EXERCISE INSTRUCTIONS
• A. Return, unchanged, the part of the forum thread on homemade Dungeons & Dragons gear below that opens with the words containing "This is not" and closes with "2 thus far.".
• B. Carry the forum thread on homemade Dungeons & Dragons gear below forward, starting right after its final sentence.

QUOTED TEXT
• • • • •

This is not a question. This is a "nothing". But I thought I'd share. The forum is dying anyway, so what the hell, right?
My wife is playing a Shannara-styled life-guard. She is an elf, she rides a "roc" (giant eagle stats).
Build is ranger 3/Battle Sorceress 4/Arcane Archer 2 thus far.
I just gave her (as in, the DM gave her) a mithral (salt water resistant titanium idea) +1 dagger, (diver's knife), scalloped top edge, +2 (masterwork?) competancy bonus to cut rope/cord/escape, and it is "flaming" (thus it is a +2 value weapon), with the added bonus that I've stipulated that it does in fact burn UNDERWATER. (I'm not sure if that's in the rules or not, I know that some magi can make some DC check to make fireballs go off in water). I even made the command word "Magnesium". (I think I'm soooo cute...)
So, in the interest of just carrying on a conversation, who else has made up some specific weapon, or spell, or whatever that could be fun to read about?
I just did an update of some pages on our group's wiki that involve one of these items... although really we have a tendency to create them somewhat willy-nilly.
My group grew out of the team that was writing Untapped Potential, so the designers in us have been somewhat omnipresent. However, when the game started, there were only four of us, and one was going to be the DM, so we needed a fifth. I called up a friend of mine, with whom I'd free-form RPed before; said friend was a gamer but had no D&D experience at all. Given how the other three players had picked their characters already (shaper, ardent, and erudite - my shaper is concentrated on providing astral constructs, so this group actually does have a melee tank), he asked around about figuring out where he could fit with no real overlap, and gravitated towards an "elf ranger" archer archetype and built accordingly. He also concoted a simple and hook-filled amnesia backstory to explain his own lack of familiarity with the world of Eberron. (He would learn about it firsthand, as his character would.)
Our first adventure was a published game, Shadows of the Last War. It wasn't hard for us, even without a meleeist, since most of the team are optimizers and we're all good tacticians. However, something interesting happened on the way through that module. One encounter puts the team against a carcass crab among the ruins of an old battlefield; glimmering amidst the pile of corpses is the Talaen Kara, a very potent Valenar double scimitar. You'll know right off that it's unique - it's engraved with a horse motif, and when spun in battle, the horse engraving seems to gallop. Mechanically, though, it's nothing too amazing for a low-level game: just a +1/+1 alchemical silver double scimitar. Its defining characteristic is that it's intelligent (its mind is that of a horse - the name translates into "bold stallion" and it ostensibly holds the spirit of a fallen Valenar war mount - and it has the correspondingly low mental ability scores and simple personality). Appropriately for a Valenar warhorse, it only really likes elf rangers... kind of like the elf ranger our new player was coincidentally playing. It also proved helpful against that carcass crab; his arrows weren't making much of a dent, so he switched to the new sword. He was clumsy at first (several bad rolls - he was built as an archer, not a meleeist) but he did manage to get a few good hits in.

• • • • •

COLLECTED DATA

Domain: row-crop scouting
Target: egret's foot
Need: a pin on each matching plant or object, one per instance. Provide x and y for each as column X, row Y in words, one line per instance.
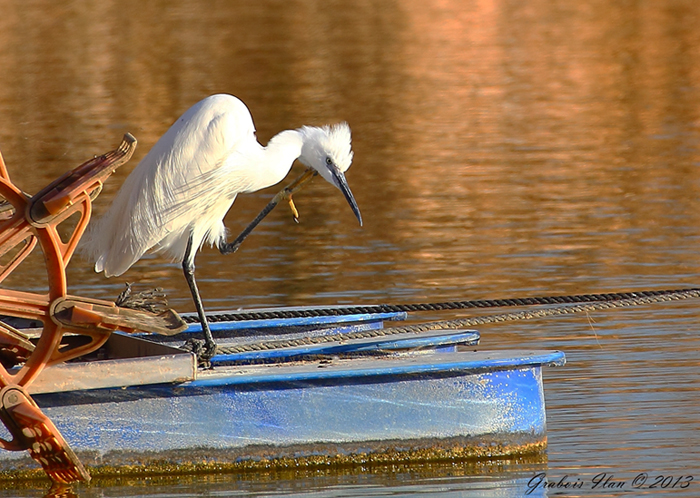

• • • • •

SET OF ANSWERS
• A.
This is not a question. This is a "nothing". But I thought I'd share. The forum is dying anyway, so what the hell, right?
My wife is playing a Shannara-styled life-guard. She is an elf, she rides a "roc" (giant eagle stats).
Build is ranger 3/Battle Sorceress 4/Arcane Archer 2 thus far.

• B.
But then a funny thing happened a few encounters later. We found another foe that arrows wouldn't touch. Out came Talaen Kara in his nonproficient hands. He uttered a brief battle declaration (something like "strike true!") and then made a full attack. Not one but two natural 20s fell - a critical threat from both blades at once. Right after that, the intelligent blade used its ability to cast a Bless spell centered on the wielder - a surprising but welcome effect. It was almost as if the weapon was responding to him - or as if his amnesiac elf was remembering the fighting prowess of a Valenar champion. The player took a liking to this, and the DM allowed him to rebuild his character. (We were all on a Tome of Battle kick at the time since it had just been released, so we used a Sublime Way ranger variant that one of my teammates cooked up and the newer player agreed to test.) The RP got kicked up a notch when our erudite had to leave the game; the DM's brother replaced him with an actual Valenar elf, albeit a commando/ninja type instead of the more iconic double-scimitar type; this provided our amnesiac elf with a sort of firsthand "role model" of modern Valenar... which somehow didn't actually match up with the fragments he was remembering.
As the story developed into homebrewed adventures, that simple weapon - included in a sidebar as random loot in a published adventure - took on much more significance. Tracing its history kept revealing more and more people and events that interlinked with our elf's forgotten past, and his familiarity with the weapon kept improving. The DM skillfuly wove in plenty of connections to the rich history of the elves and Valenar in particular, and the player dove in with gusto.
Quite a lot happened at this point, but I'll skip it all, because around here is where the game broke down due to scheduling. Two years later, the DM got the band back together and we decided to rewind the continuity to about this point. This included a few mechanical rehashes, tweaking a few of our characters (the ardent, for instance, became an ardent/erudite with a slightly increased telekinesis focus, and my shaper took a flaw (and corresponding bonus feat) to mechanically reflect her constant nightmares that I'd only been doing via RP. Stuff like that. The amnesiac elf didn't actually change at all apart from a few skill reallocations; the player was having a blast, and remarked "You can't really improve on perfection.").
I'm bringing this up because during the retconning, some mad genius noticed something about the Talaen Kara.
Here was a visually distinctive weapon... [The horse styling] ...with an interesting and colorful history... [a mighty warrior seeking to fight alongside his steed again, without diminishing the honor of its glorious death] ...and an unusual omen setting it apart from normal weapons... [the glowing horse engravings that seemed to gallop mid-swing] ...that unlocked a special power after the wielder proved himself worthy via a particular thematic trial. [Here, scoring two critical hits at a dramatic point led it to take action of its own.]
Does that sound like a legacy weapon to you, or what?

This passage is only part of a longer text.